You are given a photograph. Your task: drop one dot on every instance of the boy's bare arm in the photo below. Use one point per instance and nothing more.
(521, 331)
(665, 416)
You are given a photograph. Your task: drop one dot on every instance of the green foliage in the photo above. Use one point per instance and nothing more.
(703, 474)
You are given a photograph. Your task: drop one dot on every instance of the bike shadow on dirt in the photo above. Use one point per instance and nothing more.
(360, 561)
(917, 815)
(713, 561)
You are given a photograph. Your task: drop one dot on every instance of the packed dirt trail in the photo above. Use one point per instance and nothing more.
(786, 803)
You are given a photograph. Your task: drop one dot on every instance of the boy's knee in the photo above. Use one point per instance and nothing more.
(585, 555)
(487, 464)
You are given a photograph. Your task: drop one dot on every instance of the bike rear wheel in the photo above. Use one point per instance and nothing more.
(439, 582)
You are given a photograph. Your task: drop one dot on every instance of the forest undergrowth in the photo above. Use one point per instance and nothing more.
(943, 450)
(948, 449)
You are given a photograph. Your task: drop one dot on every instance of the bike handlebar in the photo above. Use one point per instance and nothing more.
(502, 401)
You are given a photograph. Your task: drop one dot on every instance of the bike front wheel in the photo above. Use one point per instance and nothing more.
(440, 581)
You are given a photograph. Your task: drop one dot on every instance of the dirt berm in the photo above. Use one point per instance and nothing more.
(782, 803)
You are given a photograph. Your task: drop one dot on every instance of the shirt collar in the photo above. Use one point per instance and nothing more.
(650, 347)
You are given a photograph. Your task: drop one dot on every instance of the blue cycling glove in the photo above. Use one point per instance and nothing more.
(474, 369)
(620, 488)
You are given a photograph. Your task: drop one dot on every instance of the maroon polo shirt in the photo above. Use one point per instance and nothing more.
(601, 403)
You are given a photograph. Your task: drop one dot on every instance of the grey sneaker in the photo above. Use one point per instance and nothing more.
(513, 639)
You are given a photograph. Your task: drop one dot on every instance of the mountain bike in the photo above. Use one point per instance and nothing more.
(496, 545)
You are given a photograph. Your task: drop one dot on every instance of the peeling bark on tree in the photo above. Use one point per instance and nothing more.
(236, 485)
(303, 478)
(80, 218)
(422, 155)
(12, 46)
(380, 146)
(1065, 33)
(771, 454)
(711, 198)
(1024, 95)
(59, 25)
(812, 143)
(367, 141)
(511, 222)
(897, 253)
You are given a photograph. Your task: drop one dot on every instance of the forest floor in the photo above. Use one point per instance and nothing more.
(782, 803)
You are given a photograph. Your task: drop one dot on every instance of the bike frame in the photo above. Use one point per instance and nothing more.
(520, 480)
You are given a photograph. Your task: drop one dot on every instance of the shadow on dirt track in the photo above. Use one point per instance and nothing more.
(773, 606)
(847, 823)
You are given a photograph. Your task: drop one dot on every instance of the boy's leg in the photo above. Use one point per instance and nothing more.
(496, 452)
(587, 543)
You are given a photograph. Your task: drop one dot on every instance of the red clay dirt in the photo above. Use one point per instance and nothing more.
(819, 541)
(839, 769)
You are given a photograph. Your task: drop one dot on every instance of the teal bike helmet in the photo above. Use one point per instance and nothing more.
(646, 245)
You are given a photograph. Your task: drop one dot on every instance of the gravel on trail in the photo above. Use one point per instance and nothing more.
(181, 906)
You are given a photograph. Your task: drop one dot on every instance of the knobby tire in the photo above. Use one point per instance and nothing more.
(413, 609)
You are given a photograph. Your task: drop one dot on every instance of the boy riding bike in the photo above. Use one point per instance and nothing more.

Objective –
Copy every record exactly, with nothing added or dropped.

Reply –
You are given a photograph. Your task: drop one dot on every instance of the boy's bare arm in the photo below. Use one point per instance and nothing more.
(521, 331)
(665, 416)
You are given a photograph. Your task: drop one dot on every instance of the green foliage in the photo above. Use one point per instance and nothing more.
(703, 474)
You are given a photograph. Your task: drop one dot on every instance of the bike shadow on dirt in the photo above. Use one point per instance and nothing more.
(360, 561)
(917, 815)
(713, 561)
You are given a photograph. Your task: drop one dot on every instance of the packed dirt trail in the photo above. Use one point per instance and nothing more.
(786, 803)
You are given a photograph. Your task: drop one dot on every instance of the boy's knee in the photo above. Use one point per instance and nothing more.
(585, 555)
(487, 464)
You are given a photograph. Your task: drop one dot on every instance of the bike rear wheel in the photo above. Use one point per instance and nothing more.
(439, 582)
You are given a photograph. Your task: drop one dot on every instance of the forest undergrowth in the photo above. Use one point per instance and nothing more.
(943, 450)
(948, 449)
You are given a photograph. Your task: drop one dot on every instance of the bike handlebar in the photo above. Use one point per instance and nothing more.
(502, 401)
You are given a photograph. Your task: drop one dot on every instance of the bike front wheel in the photo above. Use one point per instance and nothing more.
(440, 581)
You are given a photograph. Your task: drop one dot on every instance of the dirt berm in the photo above. Use one point per instance and nothing more.
(782, 803)
You are given a photograph. Your task: drop one dot on every instance of the shirt collar in the photo above. Use one point per instance and nothing more.
(650, 347)
You are given a photograph. Your task: drop one dot on every instance of the blue cycling glove in the photo above. Use one point per instance and nothing more.
(474, 369)
(620, 488)
You are given a photograph. Your task: drop one dot on every instance of the maroon polo shirt in the photo above. Use one point per instance and nothing more.
(601, 403)
You are given a photograph. Your task: drop one dot on every instance of the grey sneaker in the photo above. Use one point per instance and nothing more.
(513, 639)
You are given a photograph. Your task: drop one dot on every instance of the mountain bike in the photo above. Use one point per instance and nothing more.
(496, 545)
You are given a photograph. Your task: drop one dot on every instance of the peeling bark on tree in the photo above. Use one point per instance and nothing more.
(236, 485)
(303, 478)
(80, 218)
(422, 155)
(12, 46)
(380, 146)
(1065, 33)
(771, 454)
(711, 198)
(1024, 95)
(59, 25)
(812, 143)
(367, 141)
(511, 222)
(897, 253)
You are given a photograph. Your task: drop one dot on every instance of the forest floor in the photo above. Use one point per instance and nothing more.
(782, 803)
You are given a photograph. Your task: drop one dot on every instance of the bike frame in the photo above. Use one point per instance and nothing more.
(520, 480)
You are given a photograph. Your task: drop one dot on every instance of the shadow on dirt track in the photo above. Use one point per instance and nothing more.
(773, 606)
(847, 823)
You are given a photograph. Your task: drop one dot on every instance of the boy's leg in the photo above. Use one point per instance and nothing more.
(496, 452)
(587, 543)
You are given a photograph. Your task: drop one dot on every instance of the red clay dirt in the photo above. Use one point per instance and nothing more.
(819, 541)
(839, 769)
You are given a photograph. Your task: drop one dot on every instance of the teal bike helmet in the photo above. Use one point per instance and nothing more.
(646, 245)
You are given a photograph. Your task: drop one dot on every instance of the gravel on trail in the photo above. Use one point per instance and nothing more.
(181, 906)
You are given a photograph. Your task: drop one dot on every instance of the knobby tire in the photo above. Use one point per instance and nothing more.
(413, 609)
You are given a photograph. Your task: drop one dot on every instance of the boy riding bike in the photo above. Use one point per instance and nothing more.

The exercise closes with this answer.